**SOURCE MATERIAL:**
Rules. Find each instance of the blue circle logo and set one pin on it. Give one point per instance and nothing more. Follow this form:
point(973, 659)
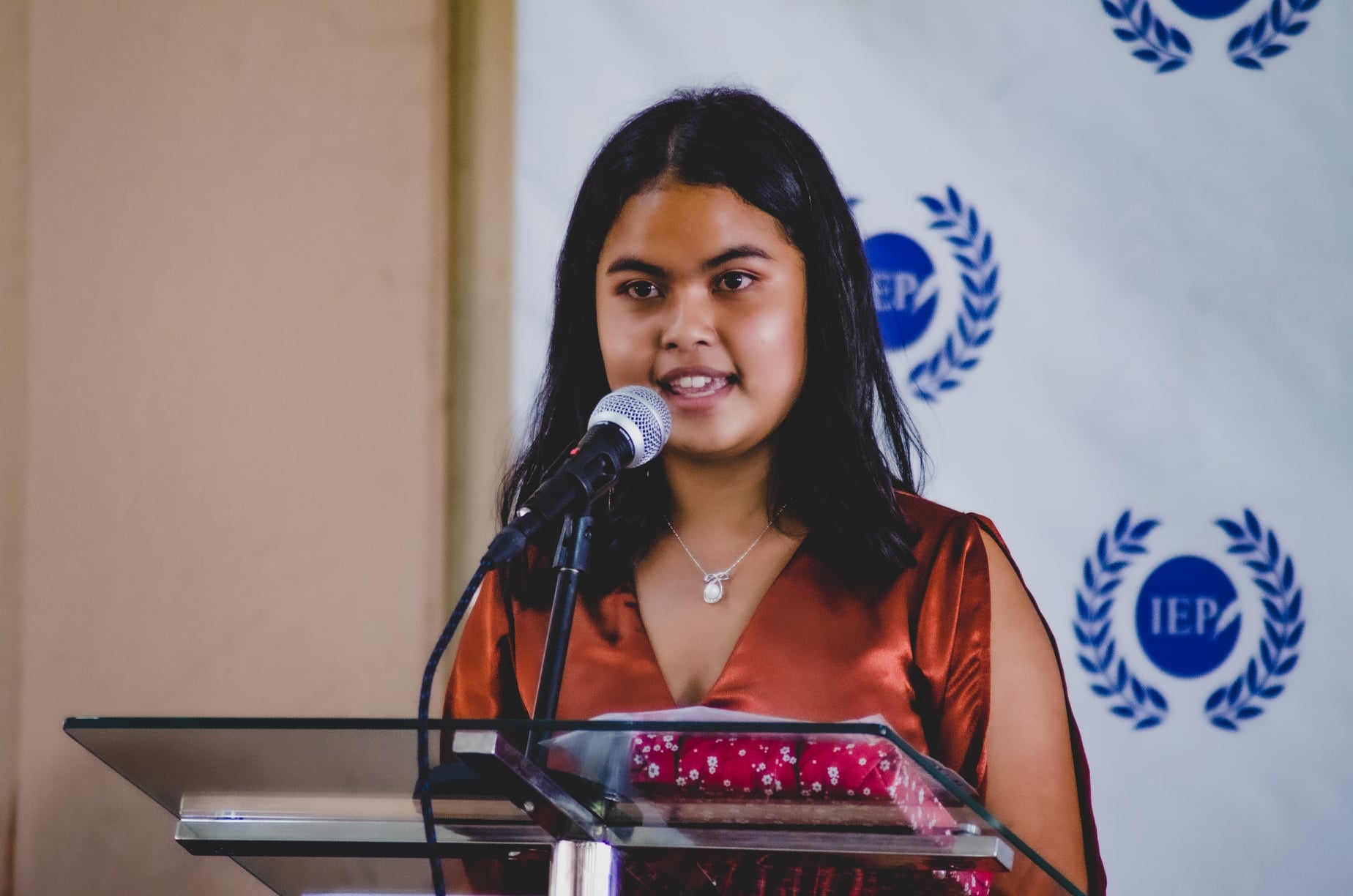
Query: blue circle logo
point(1187, 616)
point(1210, 9)
point(904, 301)
point(901, 272)
point(1188, 621)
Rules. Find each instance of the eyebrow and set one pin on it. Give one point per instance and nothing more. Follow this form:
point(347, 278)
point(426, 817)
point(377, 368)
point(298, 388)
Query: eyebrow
point(631, 263)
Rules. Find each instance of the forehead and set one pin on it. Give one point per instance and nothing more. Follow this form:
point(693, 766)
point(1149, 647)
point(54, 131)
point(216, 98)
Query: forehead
point(671, 224)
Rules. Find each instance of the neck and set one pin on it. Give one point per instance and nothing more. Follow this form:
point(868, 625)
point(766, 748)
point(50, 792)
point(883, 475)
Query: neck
point(726, 496)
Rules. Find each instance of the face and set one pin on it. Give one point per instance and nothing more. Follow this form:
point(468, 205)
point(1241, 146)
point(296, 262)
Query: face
point(701, 296)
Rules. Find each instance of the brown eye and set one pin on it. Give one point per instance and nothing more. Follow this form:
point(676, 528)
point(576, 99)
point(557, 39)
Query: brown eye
point(641, 290)
point(735, 280)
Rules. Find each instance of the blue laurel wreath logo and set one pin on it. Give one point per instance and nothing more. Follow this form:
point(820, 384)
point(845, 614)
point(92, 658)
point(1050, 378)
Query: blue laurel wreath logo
point(1166, 48)
point(1169, 49)
point(980, 274)
point(1261, 40)
point(1112, 680)
point(1283, 626)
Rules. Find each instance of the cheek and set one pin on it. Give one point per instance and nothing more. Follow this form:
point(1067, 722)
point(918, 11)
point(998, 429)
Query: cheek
point(781, 349)
point(619, 346)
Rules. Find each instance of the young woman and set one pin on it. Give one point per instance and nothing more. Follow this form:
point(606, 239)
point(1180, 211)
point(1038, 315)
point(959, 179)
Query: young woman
point(712, 256)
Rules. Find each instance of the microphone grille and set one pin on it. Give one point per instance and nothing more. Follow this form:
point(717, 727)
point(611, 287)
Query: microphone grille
point(641, 413)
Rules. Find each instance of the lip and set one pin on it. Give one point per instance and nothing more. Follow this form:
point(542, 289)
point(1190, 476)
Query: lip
point(690, 403)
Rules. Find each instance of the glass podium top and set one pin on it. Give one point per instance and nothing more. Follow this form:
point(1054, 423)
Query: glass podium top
point(328, 806)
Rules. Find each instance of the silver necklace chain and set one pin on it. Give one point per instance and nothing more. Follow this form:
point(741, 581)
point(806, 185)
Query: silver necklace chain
point(715, 581)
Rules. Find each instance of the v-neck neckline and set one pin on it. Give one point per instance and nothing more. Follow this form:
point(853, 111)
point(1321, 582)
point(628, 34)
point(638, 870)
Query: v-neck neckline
point(738, 645)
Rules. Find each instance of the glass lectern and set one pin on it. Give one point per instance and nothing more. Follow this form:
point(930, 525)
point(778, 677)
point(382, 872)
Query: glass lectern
point(327, 806)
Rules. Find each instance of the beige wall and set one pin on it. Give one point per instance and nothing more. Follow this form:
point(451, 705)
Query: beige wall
point(14, 143)
point(234, 379)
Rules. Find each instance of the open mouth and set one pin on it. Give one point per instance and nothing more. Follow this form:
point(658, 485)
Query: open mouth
point(696, 385)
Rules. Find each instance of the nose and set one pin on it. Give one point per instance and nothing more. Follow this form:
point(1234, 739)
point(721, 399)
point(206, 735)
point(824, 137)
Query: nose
point(690, 318)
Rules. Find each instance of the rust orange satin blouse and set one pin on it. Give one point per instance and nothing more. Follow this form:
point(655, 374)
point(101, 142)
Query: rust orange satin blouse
point(812, 650)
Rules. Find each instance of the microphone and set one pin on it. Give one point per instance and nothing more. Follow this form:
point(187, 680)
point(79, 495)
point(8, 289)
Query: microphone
point(627, 430)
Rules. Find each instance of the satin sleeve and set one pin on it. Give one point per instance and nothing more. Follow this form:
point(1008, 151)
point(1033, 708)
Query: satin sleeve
point(483, 680)
point(953, 649)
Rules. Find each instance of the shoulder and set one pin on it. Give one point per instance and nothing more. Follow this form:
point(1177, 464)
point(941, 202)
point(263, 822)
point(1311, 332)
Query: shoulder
point(942, 531)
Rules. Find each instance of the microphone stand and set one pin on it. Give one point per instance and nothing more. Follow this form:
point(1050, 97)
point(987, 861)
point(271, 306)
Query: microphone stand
point(571, 559)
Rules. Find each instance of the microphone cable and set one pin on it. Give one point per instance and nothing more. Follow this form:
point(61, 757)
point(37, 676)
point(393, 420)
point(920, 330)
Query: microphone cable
point(439, 881)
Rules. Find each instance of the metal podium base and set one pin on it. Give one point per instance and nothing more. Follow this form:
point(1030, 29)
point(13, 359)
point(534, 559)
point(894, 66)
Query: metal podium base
point(584, 868)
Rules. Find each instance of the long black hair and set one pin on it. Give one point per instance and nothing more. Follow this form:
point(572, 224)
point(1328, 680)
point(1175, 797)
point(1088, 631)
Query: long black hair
point(846, 447)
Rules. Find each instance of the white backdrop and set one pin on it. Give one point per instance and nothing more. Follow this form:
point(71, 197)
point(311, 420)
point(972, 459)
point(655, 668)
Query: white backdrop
point(1174, 263)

**TASK PROMPT:** Every line above should be repeated exactly; pictures stay out of the copy.

**THE RESULT:**
Rules. Find each instance of the blue circle logo and set one pin on it. Give one point per instance and nothing more. Follow this form:
point(973, 659)
Query: blue circle logo
point(1187, 616)
point(1210, 9)
point(904, 301)
point(901, 272)
point(1188, 621)
Rules. Find each instance of the eyebrow and set one pin on it. Give one point per instance and nothing more. Follow this form:
point(347, 278)
point(426, 817)
point(377, 368)
point(298, 388)
Query: eyebrow
point(631, 263)
Rules. Find each instance of the forehead and set one pin on it. Give one point per instance and nothing more. Follow this form:
point(693, 766)
point(1149, 647)
point(54, 131)
point(216, 98)
Query: forehead
point(671, 224)
Rules. Find each instance of the neck and set one pin on it. Give one point per instance and nothing more. Follow this form:
point(868, 625)
point(766, 748)
point(50, 792)
point(883, 475)
Query: neck
point(726, 496)
Rules. Find each instance of the face and set one pin on it. Give one point per instance and nothing more. Follow this form:
point(468, 205)
point(1241, 146)
point(296, 262)
Query: face
point(701, 296)
Rules. Find each instance of the brown eye and set one pin on it. Give one point per instance and nothing more. Follow this form:
point(676, 528)
point(576, 99)
point(557, 39)
Query: brown eye
point(641, 290)
point(735, 280)
Rules. Find each instance of the blue laurel wreath logo and set one pin on it. Give one point per instance and nothing more. Follow this form:
point(820, 384)
point(845, 614)
point(92, 658)
point(1050, 378)
Query: blue laurel wreath logo
point(1166, 48)
point(1169, 49)
point(980, 274)
point(1261, 40)
point(1112, 680)
point(1283, 626)
Rules. Find each instance of the cheek and set one pin on it. Give one point per instance and nothing more. Follow this form:
point(1067, 722)
point(918, 11)
point(998, 429)
Query: cheek
point(781, 349)
point(619, 346)
Rules. Find each instance of the young woman and set one pin on it. Give one point per instance and nothing more. Follow this form:
point(606, 239)
point(1180, 211)
point(1038, 315)
point(959, 179)
Query: young woman
point(712, 256)
Rules. Find each instance of the microphone grille and set one pin on it. Give one point per instance and nothing more. Follow this form:
point(717, 727)
point(611, 287)
Query: microphone grille
point(641, 413)
Rules. Find each instance of the lip and set one pin on it. Give one point per instance and nothing more. Follow this form:
point(542, 289)
point(1190, 476)
Query: lip
point(690, 403)
Rules. Find each instance of the glass podium top and set one pin on it. Give one point per instance and nothing more. Follow this form:
point(1054, 423)
Query: glass podium top
point(328, 806)
Rules. Find each instance of the silver necklace chain and set one pin on it. Give one point per instance and nothing more. Follow this form:
point(741, 581)
point(806, 185)
Query: silver necklace chain
point(715, 581)
Rules. Find each instance of the v-neck neckline and set one pin on it. Give one point per instance and nothing more. Follow this form:
point(853, 111)
point(1321, 582)
point(628, 34)
point(638, 870)
Query: v-neck neckline
point(738, 645)
Rules. Find each instance of the glass lectern and set one pin on it. Give one point per instance and nothing more. Follow this form:
point(930, 525)
point(778, 677)
point(382, 872)
Query: glass lectern
point(327, 806)
Rules. Find each instance of the beige wall and set one pin on it. Give one point per instance and nothing more. Follow this form:
point(451, 705)
Query: beige wall
point(14, 143)
point(234, 379)
Rules. Find each instance of the open mouth and set one pin on it. Give one point per instance and nothing more. Follow this form:
point(658, 485)
Query: open mouth
point(696, 385)
Rules. Find each instance of the nose and set one pin on it. Give one point per instance and nothing more. Follow this form:
point(1234, 739)
point(721, 399)
point(206, 735)
point(824, 137)
Query: nose
point(690, 318)
Rules. Find each instance of the rust orange satin blouse and set one pin on it. Give one point per instance and nothing more. Follow this form:
point(655, 374)
point(101, 142)
Query: rust orange satin blouse
point(812, 650)
Rules. Find each instance of the microphone and set one pin on it. Give one point per instance and nothing more. Follow this form:
point(187, 680)
point(79, 495)
point(8, 289)
Query: microphone
point(627, 430)
Rules. Find each instance of the satin sleeve and set one pin on it. Give one point per instance and nothing more. Follow this form:
point(1008, 151)
point(1033, 708)
Query: satin sleeve
point(483, 680)
point(953, 649)
Rules. Find each instance of the shoulder and set one pin on it. Give one point per instance and nothing more. Follow this form:
point(1177, 464)
point(941, 202)
point(263, 822)
point(1311, 332)
Query: shoulder
point(942, 531)
Rules. Find each instance of the microphone stand and set one pin on it. Give one point per instance and nothing more. Follow this form:
point(1050, 97)
point(987, 861)
point(271, 306)
Query: microphone stand
point(571, 559)
Rules. Find each instance of the microphone cable and set one pin on it. Give one point per instance and nothing more. Follow this form:
point(61, 757)
point(37, 676)
point(393, 420)
point(920, 330)
Query: microphone cable
point(439, 881)
Rules. Find each instance of the metal podium base and set one pin on it. Give one point per instance and nothing more. Follow this form:
point(1030, 29)
point(13, 359)
point(534, 559)
point(894, 66)
Query: metal podium base
point(584, 868)
Rules. Find each instance of the long black hair and set one pin on it. Give one point per instance and nothing more. Follow this form:
point(572, 224)
point(1328, 680)
point(1175, 797)
point(1088, 631)
Query: long black hair
point(846, 447)
Rules. Find each instance of the white backdrop and set one pin on it. Give one point per instance and nothing more. Follow this form:
point(71, 197)
point(311, 420)
point(972, 459)
point(655, 668)
Query: white backdrop
point(1174, 263)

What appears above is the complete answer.